| Texte fourni |
-------

Au début de la journée j’étais un peu déçue de ne
pas pouvoir vivre les heures d’attente et d’anticipation qui précédent toujours
un concert : l’ambiance régnant dans les rangs de fans passionnés, arrivés
des heures à l’avance pour avoir les meilleures places et aussi un peu pour savourer
le moment avec d’autres fans, tout aussi dingues et hystériques qu’eux. Ensuite
il a commencé à pleuvoir et quand je suis sortie, toujours sous la pluie, prête
à affronter l’heure de transports qu’il me faudrait pour rejoindre le Zénith,
le vent glacial d’hiver s’infiltrant sous mon sweat-shirt (ben oui, j’allais
pas me trimballer un manteau toute la soirée !), j’étais finalement plutôt
contente de ne pas avoir à faire de queue.
Enfin, c’est ce que je croyais ! Parce que
quelle n’a pas été notre surprise lorsqu’en arrivant devant le Zénith, S. et
moi, nous avons découvert un bon kilomètre de file de gens glacés, après
l’heure à laquelle les portes étaient censées ouvrir. Et là j’ai eu une
révélation : j’ai enfin compris pourquoi les portes ouvrent toujours à
18h30 pour un concert à 20h, c’est parce que ça met VRAIMENT 1h de faire
rentrer tout le monde ! (ce qu’on ne réalise pas du tout quand justement
on a poireauté pendant huit heures pour être tout devant) Donc une heure et
trois orteils en moins plus tard, nous avons fini par accéder à la salle.
Première impression : les fans étaient…
comment dire… Pas le genre de population qu’on s’attend à rencontrer dans un
concert de métal. Des tas d’ados d’une quinzaine d’années, encore tout
boutonneux et visiblement alcoolisés, en t-shirt sous la pluie battante. Des
petites minettes en slim et bensimon, l’écharpe léopard au cou et le sac
Longchamp accroché dans le creux du coude (euh… okayyyyy…). Une moyenne d’âge
qui ne devait pas dépasser les vingt ans. Enfin, bizarre quoi. En général aux
concerts de métal, quand on est deux filles, blondes, de moins de 25 ans et
habillées comme on est habillé en sortant du boulot, on s’attend à se sentir
très seul. Mais là pas du tout, limite on était les moins bizarres de l’assistance,
j’exagère un peu mais à peine. J’avoue que mon cœur s’est un peu serrée devant
cette triste constatation. Les métalleux avaient-ils vraiment disparu de la
surface terrestre, alors ? Cette espèce s’était-elle éteinte avec mes
dix-huit ans et ma coloration châtain foncé ? Allais-je me sentir seule et
bizarroïde pendant le restant de mes jours, en essayant de passer inaperçu au
milieu de fans de David Guetta et Nicki Minaj ? Allais-je me condamner à
une vie cachée, n’osant pas sortir mes t-shirts d’A7X, Scorpions, Sonata
Arctica, Rammstein et Nightwish des tréfonds de ma penderie sous peine de voir
des regards choqués éclore autour de moi dans les yeux de mon entourage ?

-------

| Données fournies |
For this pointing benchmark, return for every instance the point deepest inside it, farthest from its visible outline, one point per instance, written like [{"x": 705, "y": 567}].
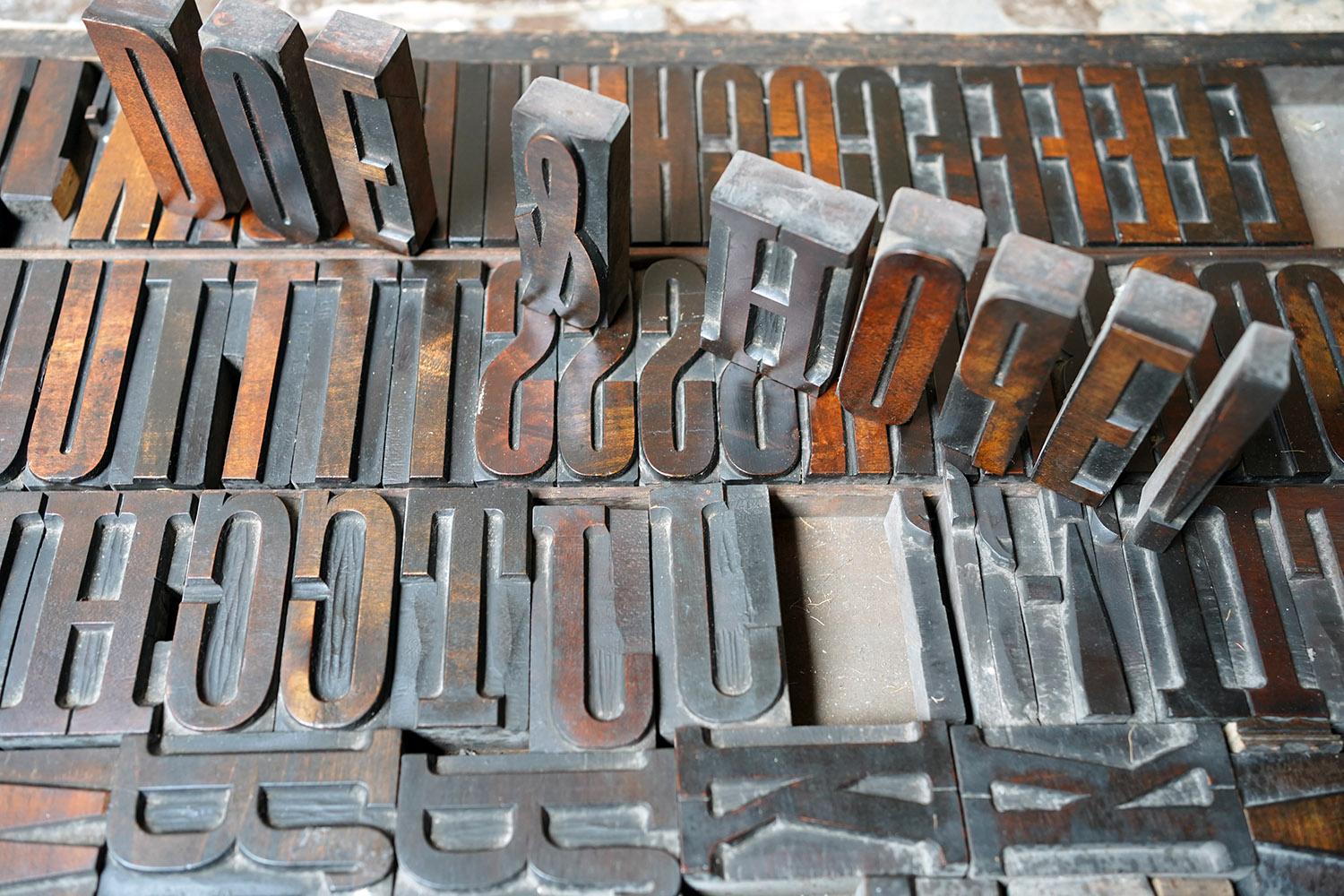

-------

| Consignes |
[a] Dans le récit du concert au Zénith, à quelle heure les portes ouvrent-elles toujours pour un concert prévu à 20h ?
[b] Poursuivez le récit du concert au Zénith à partir de sa dernière phrase, dans le même ton.

| Réponses attendues |
[a] À 18h30.

[b]
La terrible révélation me frappait de plein fouet.
Et puis, dès que la musique a commencé, le
comportement de l’assistance s’est clairement modifié. La fosse s’est remplie à
vue d’œil alors que jusque là la salle avait l’air quasiment vide. La première
partie, Avatar, qui a été
une excellente surprise, a rassemblé les foules : les cheveux des
métalleux se sont détachés, les points se sont levés vers le plafond, bref une
bonne ambiance a commencé à s’installer, à laquelle S. et moi avons
immédiatement adhéré : on sentait nos quinze ans renaître et god qu’est-ce
que ça faisait du bien de voir tous ces gens, passionnés, animés d’un tel
souffle, d’une telle énergie commune réunie autour d’une basse, de quelques
riffs de guitare impressionnants et d’une batterie ! Même si le groupe
invité, Five Finger Death Punch, m’a moins convaincue – un peu trop hard pour
moi, je me fais vieille il faut que je me ménage ! – j’ai découvert quelques très belles
chansons tout de même et comment ne pas être dans l’ambiance quand tout une
foule hurle en cœur « Burn
motherfucker burn ! ». J’ai toutefois été surprise de constater
que les couples représentaient bien un quart de l’assemblée et j’avoue que ça
m’a rendue un peu mélancolique. Je ne crois pas qu’un jour j’arriverai à
trouver quelqu’un qui soit sur la même longueur d’ondes que moi au point qu’on
puisse aller à des concerts de métal ensemble, hurler comme des tarés sur certaines
chansons et s’embrasser sur d’autres. J’ai parfois l’impression que ma
personnalité comporte tellement de facettes, si différentes les unes des autres
de surcroît, que jamais personne n’arrivera à toutes les comprendre, les
supporter, les approuver, les partager ! L’amour peut-il vraiment couvrir
autant d’aspects si différents de la vie de deux personnes différentes ?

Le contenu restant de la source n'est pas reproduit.